Task to carry out:
Give back exactly the lines running from the line with "[locate] stadium lighting" to the end of the entries, and only those lines.
--
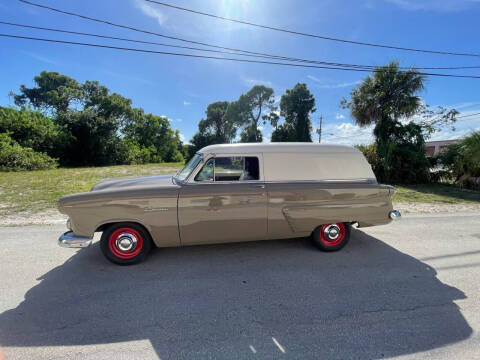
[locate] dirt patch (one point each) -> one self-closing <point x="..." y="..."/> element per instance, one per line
<point x="428" y="208"/>
<point x="47" y="217"/>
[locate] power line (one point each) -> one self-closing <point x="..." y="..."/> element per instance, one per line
<point x="220" y="58"/>
<point x="261" y="55"/>
<point x="459" y="117"/>
<point x="312" y="35"/>
<point x="198" y="42"/>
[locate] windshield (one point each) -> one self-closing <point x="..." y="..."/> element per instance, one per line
<point x="191" y="165"/>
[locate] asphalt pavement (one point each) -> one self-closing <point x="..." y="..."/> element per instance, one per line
<point x="408" y="289"/>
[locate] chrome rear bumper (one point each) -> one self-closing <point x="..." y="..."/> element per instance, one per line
<point x="69" y="239"/>
<point x="395" y="215"/>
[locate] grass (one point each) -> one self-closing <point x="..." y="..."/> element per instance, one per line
<point x="35" y="191"/>
<point x="435" y="194"/>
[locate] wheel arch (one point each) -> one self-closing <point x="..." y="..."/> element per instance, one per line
<point x="104" y="225"/>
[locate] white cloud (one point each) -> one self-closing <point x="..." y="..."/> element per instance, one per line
<point x="351" y="134"/>
<point x="151" y="11"/>
<point x="340" y="85"/>
<point x="434" y="5"/>
<point x="314" y="78"/>
<point x="347" y="134"/>
<point x="39" y="57"/>
<point x="332" y="86"/>
<point x="253" y="82"/>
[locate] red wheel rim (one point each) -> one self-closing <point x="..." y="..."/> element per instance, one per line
<point x="332" y="234"/>
<point x="125" y="243"/>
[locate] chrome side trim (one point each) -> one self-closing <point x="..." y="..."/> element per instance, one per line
<point x="70" y="240"/>
<point x="326" y="181"/>
<point x="395" y="215"/>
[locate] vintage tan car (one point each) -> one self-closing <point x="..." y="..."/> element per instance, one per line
<point x="233" y="193"/>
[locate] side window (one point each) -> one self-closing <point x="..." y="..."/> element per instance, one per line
<point x="206" y="174"/>
<point x="230" y="168"/>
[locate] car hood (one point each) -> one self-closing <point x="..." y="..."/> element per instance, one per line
<point x="111" y="184"/>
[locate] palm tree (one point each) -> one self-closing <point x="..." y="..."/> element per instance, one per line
<point x="382" y="99"/>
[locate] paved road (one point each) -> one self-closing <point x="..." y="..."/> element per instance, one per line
<point x="406" y="289"/>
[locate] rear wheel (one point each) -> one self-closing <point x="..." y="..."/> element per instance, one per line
<point x="125" y="243"/>
<point x="331" y="237"/>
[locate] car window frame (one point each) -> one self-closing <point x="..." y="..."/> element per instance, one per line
<point x="208" y="157"/>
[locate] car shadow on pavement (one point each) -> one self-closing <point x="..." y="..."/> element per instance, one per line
<point x="264" y="299"/>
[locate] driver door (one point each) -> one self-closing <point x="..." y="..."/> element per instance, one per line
<point x="225" y="201"/>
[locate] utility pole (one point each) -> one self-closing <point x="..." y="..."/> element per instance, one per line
<point x="319" y="131"/>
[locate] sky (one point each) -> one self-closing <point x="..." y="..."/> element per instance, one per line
<point x="181" y="88"/>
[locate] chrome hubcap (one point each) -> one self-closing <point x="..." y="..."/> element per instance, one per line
<point x="126" y="242"/>
<point x="332" y="232"/>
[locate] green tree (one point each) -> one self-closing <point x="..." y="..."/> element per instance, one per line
<point x="216" y="128"/>
<point x="463" y="158"/>
<point x="257" y="104"/>
<point x="383" y="99"/>
<point x="101" y="127"/>
<point x="31" y="129"/>
<point x="296" y="106"/>
<point x="154" y="133"/>
<point x="53" y="92"/>
<point x="14" y="157"/>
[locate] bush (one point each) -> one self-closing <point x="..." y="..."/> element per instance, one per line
<point x="462" y="159"/>
<point x="31" y="129"/>
<point x="14" y="157"/>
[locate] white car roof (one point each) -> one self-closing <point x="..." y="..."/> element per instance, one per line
<point x="283" y="147"/>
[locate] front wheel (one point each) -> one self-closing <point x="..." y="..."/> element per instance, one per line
<point x="331" y="237"/>
<point x="125" y="243"/>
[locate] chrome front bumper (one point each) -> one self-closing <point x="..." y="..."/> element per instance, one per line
<point x="69" y="239"/>
<point x="395" y="215"/>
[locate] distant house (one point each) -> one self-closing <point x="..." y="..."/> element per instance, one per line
<point x="433" y="148"/>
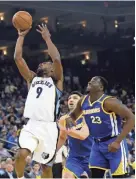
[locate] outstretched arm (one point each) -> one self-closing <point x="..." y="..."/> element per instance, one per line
<point x="52" y="51"/>
<point x="114" y="105"/>
<point x="20" y="62"/>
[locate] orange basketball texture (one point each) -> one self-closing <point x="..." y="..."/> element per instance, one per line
<point x="22" y="20"/>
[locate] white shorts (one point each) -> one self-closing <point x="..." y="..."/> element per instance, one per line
<point x="41" y="139"/>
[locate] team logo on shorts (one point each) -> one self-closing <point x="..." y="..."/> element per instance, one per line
<point x="45" y="155"/>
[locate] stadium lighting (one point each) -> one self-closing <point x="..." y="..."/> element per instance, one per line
<point x="2" y="16"/>
<point x="83" y="23"/>
<point x="5" y="51"/>
<point x="83" y="62"/>
<point x="116" y="22"/>
<point x="45" y="19"/>
<point x="87" y="56"/>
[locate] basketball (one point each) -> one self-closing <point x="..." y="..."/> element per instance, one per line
<point x="22" y="20"/>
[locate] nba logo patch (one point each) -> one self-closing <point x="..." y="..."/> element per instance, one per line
<point x="45" y="155"/>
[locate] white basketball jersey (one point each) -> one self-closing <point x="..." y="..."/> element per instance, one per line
<point x="42" y="103"/>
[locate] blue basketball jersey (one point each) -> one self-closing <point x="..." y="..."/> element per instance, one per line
<point x="100" y="122"/>
<point x="78" y="147"/>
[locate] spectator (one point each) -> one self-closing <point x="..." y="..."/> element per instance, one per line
--
Exercise response:
[locate] stadium lighting (one point each) -> one self-closing <point x="..." y="..."/> element per instance, one per line
<point x="2" y="16"/>
<point x="83" y="23"/>
<point x="5" y="51"/>
<point x="83" y="62"/>
<point x="116" y="22"/>
<point x="45" y="19"/>
<point x="87" y="56"/>
[locate] basketball (one point each) -> one self-closing <point x="..." y="..."/> element per instance, one per line
<point x="22" y="20"/>
[locate] nba logo patch (one point each) -> one self-closing <point x="..." y="..."/> element per instance, one per line
<point x="45" y="155"/>
[locate] white basketball jersey (one point each) -> one self-closing <point x="..." y="..."/> element per instance, one per line
<point x="42" y="103"/>
[locate] blue basketball jersey (one point each) -> one self-closing <point x="..." y="..."/> element per instance, one per line
<point x="100" y="122"/>
<point x="78" y="147"/>
[locate] spectator (one point each) -> one self-closing <point x="..." y="..."/> element per instance, one per line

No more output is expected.